• [Instrucciones de la tarea]
Enumera todo aquello en cuyo nombre, según el fragmento sobre los cristianos y la política, los cristianos argumentan o defienden sus posturas, excluyendo lo que el texto niega.

• [Fragmento mostrado]
/---

Pero los cristianos argumentan sus exigencias políticas y sociales no en nombre del cristianismo sino en nombre de la razón. Y cuando defienden la presencia del crucifijo en las aulas no lo hacen en nombre de la fe, sino en nombre del Derecho, ya que piden respeto para los símbolos religiosos de nuestra cultura. Cuando hay muchos creyentes en un país que consideran la verdad como algo importante, entonces domina el sentido común para que sea respetada, y precisamente sucede también esto con aquellos que no comparten esas convicciones. Por otro lado, se produce esa defensa igualmente en nombre del derecho de los padres, que está previamente regulado en materia de educación por el Estado. Que el Estado haya asumido la ordenación de la escuela no significa, en último término, que le esté permitido privar de sus derechos a los padres.

Así pues, la “C” en la CDU y en la CSU [Unión Social Cristiana] no supone en primer lugar un programa, sino la expresión del concreto hecho social que hizo que después de la guerra existiera en esos partidos un predominio de cristianos con voluntad de configurar conjuntamente nuestras relaciones políticas. Los partidos de la “C”, los cristianos, podrían muy bien haberse llamado de otra forma, por ejemplo, partidos de la Justicia, o del Bien Común, o cualquier otra cosa que hubieran deseado.

POLITISCHE STUDIEN: Profesor Spaemann, a pesar de las tendencias en retroceso, la cifra de cristianos es todavía muy elevada en nuestra sociedad, incluso la de cristianos convencidos y practicantes. Las especiales relaciones en Alemania entre Estado e Iglesia tienen también que ver con el hecho de que las comunidades de fe cristianas, consideradas desde el punto de vista histórico, hayan sido columnas sustentadoras de la estructura social y del Estado.

\---

• [Extractos de datos]
/---

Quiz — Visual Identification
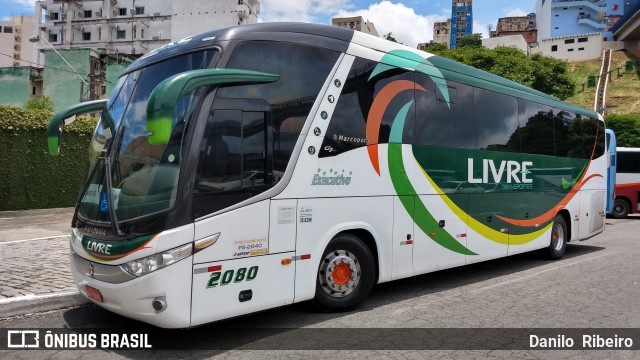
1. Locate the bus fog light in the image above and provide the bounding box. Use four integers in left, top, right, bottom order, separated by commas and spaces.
151, 296, 167, 312
120, 244, 193, 276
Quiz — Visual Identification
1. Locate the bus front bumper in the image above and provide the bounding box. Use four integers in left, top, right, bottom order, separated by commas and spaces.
69, 253, 193, 328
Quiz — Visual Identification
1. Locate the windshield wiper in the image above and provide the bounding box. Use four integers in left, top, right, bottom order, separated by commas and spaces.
101, 125, 125, 236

\---

• [Resultado esperado]
- La razón
- El Derecho
- El derecho de los padres